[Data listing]

BEGIN

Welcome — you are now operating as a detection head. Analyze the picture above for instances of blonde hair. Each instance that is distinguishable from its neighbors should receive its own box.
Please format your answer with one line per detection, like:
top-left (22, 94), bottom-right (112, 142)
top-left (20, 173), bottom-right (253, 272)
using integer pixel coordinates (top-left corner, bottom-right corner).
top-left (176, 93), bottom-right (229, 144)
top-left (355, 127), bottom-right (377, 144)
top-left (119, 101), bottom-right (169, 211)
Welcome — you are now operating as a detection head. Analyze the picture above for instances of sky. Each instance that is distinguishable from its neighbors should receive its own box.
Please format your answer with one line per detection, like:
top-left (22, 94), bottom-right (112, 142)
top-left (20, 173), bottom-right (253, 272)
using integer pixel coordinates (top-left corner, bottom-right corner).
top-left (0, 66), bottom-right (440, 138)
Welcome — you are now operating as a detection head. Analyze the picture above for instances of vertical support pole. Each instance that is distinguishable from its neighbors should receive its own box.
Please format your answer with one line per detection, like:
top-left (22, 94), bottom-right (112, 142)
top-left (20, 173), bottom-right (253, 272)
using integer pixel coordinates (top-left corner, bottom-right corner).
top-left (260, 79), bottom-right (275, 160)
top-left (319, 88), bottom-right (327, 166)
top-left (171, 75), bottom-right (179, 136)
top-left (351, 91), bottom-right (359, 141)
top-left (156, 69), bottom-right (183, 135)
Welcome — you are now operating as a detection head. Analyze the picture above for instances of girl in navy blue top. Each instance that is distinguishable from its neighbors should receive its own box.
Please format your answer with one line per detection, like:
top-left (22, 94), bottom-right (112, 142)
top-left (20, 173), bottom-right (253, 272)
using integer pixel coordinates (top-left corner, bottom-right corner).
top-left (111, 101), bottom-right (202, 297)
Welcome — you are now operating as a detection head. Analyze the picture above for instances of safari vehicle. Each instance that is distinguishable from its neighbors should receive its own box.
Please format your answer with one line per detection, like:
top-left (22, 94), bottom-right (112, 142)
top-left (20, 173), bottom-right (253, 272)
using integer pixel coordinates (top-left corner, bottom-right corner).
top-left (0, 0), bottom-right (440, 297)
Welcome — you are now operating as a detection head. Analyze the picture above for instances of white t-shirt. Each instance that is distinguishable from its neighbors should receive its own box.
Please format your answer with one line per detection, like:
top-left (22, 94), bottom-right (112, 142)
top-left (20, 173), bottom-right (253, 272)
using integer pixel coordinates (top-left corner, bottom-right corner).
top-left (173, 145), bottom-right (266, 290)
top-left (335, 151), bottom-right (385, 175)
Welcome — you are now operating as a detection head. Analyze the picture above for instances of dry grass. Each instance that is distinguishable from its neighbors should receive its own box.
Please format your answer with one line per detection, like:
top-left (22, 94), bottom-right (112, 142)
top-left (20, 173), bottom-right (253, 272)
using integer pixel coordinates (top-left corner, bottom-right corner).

END

Edit the stretch from the line containing "instances of vertical" through the line containing "top-left (156, 69), bottom-right (183, 135)" so that "vertical support pole" becomes "upright post", and give back only those lines with nothing else altered.

Welcome — you are now operating as a detection head. Analyze the picture above for instances of upright post. Each instance that is distinguishable from its neighbors should receive its own box.
Please format your answer with one line per detection, like:
top-left (22, 94), bottom-right (112, 142)
top-left (20, 173), bottom-right (253, 272)
using integer pixel coordinates (top-left corner, bottom-right corner).
top-left (260, 79), bottom-right (275, 160)
top-left (319, 88), bottom-right (327, 166)
top-left (171, 75), bottom-right (179, 136)
top-left (351, 91), bottom-right (359, 141)
top-left (156, 69), bottom-right (183, 135)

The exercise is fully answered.